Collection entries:
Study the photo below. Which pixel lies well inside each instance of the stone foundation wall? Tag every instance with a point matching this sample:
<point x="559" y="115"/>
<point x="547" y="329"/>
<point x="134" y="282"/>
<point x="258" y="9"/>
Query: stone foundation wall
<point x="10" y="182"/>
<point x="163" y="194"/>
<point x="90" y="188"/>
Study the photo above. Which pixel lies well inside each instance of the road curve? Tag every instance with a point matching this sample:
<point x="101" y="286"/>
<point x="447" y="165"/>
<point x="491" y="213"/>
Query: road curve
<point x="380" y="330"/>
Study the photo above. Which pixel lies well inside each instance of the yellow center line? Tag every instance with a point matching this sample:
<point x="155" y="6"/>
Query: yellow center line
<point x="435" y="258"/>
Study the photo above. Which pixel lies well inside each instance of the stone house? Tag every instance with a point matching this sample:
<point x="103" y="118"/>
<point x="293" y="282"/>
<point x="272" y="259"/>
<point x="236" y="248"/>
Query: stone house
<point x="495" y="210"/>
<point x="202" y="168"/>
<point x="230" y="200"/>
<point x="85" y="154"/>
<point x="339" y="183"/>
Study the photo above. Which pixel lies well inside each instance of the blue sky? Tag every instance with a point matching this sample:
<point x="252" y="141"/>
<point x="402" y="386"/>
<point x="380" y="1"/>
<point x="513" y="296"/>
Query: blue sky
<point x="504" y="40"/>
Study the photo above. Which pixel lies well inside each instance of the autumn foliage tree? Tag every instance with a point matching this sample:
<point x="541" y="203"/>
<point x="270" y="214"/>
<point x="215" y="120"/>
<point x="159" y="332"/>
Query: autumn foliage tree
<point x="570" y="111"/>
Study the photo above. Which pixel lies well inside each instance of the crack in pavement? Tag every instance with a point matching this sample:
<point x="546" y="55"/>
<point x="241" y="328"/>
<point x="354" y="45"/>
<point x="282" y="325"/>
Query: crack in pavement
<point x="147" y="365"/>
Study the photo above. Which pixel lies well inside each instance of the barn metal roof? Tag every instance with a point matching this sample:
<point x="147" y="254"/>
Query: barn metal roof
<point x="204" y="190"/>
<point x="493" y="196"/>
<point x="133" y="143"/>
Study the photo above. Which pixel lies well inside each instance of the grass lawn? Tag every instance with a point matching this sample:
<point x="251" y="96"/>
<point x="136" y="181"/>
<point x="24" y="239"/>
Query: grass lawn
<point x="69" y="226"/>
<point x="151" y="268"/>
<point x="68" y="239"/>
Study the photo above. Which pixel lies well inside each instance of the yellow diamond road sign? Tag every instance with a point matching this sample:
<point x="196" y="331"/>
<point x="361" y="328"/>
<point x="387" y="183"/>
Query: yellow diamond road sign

* _Assignment_
The data given before this task must be transcribed exactly and in full.

* _Output below_
Study the photo below. Which pixel lies well inside each instance of the stone foundation wall? Tag every instance with a point matching this sample:
<point x="559" y="115"/>
<point x="547" y="329"/>
<point x="134" y="282"/>
<point x="258" y="9"/>
Query: stone foundation wall
<point x="10" y="182"/>
<point x="163" y="194"/>
<point x="90" y="188"/>
Study the photo above. Which pixel lies well inside each instance of the road curve? Tag every instance with a point matching this sample:
<point x="101" y="286"/>
<point x="447" y="165"/>
<point x="491" y="213"/>
Query: road curve
<point x="380" y="330"/>
Study the photo above. Which pixel lies well inside each instance of the yellow center line? Tag every instance with a point matching this sample:
<point x="155" y="6"/>
Query: yellow center line
<point x="435" y="258"/>
Study the photo above. Which pixel lies well inside each instance of the stone house? Tag every instance with a point matching this sample:
<point x="103" y="118"/>
<point x="293" y="282"/>
<point x="272" y="259"/>
<point x="236" y="248"/>
Query: stone house
<point x="495" y="210"/>
<point x="202" y="168"/>
<point x="230" y="200"/>
<point x="85" y="154"/>
<point x="339" y="183"/>
Study the photo above. Which pixel lies well inside each instance of the blue sky? Tag every instance with a point matching this sample:
<point x="252" y="141"/>
<point x="402" y="386"/>
<point x="380" y="1"/>
<point x="513" y="296"/>
Query: blue sky
<point x="504" y="40"/>
Study the photo above. Which pixel lies well inside each instance of the autumn foliage tree? Tag every instance with a point matching this sample:
<point x="541" y="203"/>
<point x="270" y="214"/>
<point x="215" y="120"/>
<point x="159" y="332"/>
Query: autumn foliage tree
<point x="570" y="111"/>
Study the photo above. Which pixel lies well inside each instance of the crack in pavement? Tag every instance with a point matching this sample:
<point x="546" y="55"/>
<point x="241" y="328"/>
<point x="354" y="45"/>
<point x="282" y="325"/>
Query: crack in pavement
<point x="147" y="365"/>
Study the photo above. Which pixel lies well inside each instance of the barn metal roof? Tag every instance with a point matching this sample:
<point x="147" y="254"/>
Query: barn metal roof
<point x="204" y="190"/>
<point x="493" y="196"/>
<point x="133" y="143"/>
Study the photo above. Which pixel lies well inside each instance of the grass lawn? Tag every instance with a point matching this sample:
<point x="251" y="96"/>
<point x="136" y="181"/>
<point x="24" y="239"/>
Query: grass lawn
<point x="69" y="226"/>
<point x="151" y="268"/>
<point x="68" y="239"/>
Study the photo above. Which pixel lies well inside each instance of the yellow diamond road sign? Tag every instance with a point matching this sample:
<point x="196" y="331"/>
<point x="361" y="328"/>
<point x="387" y="183"/>
Query: yellow diamond road sign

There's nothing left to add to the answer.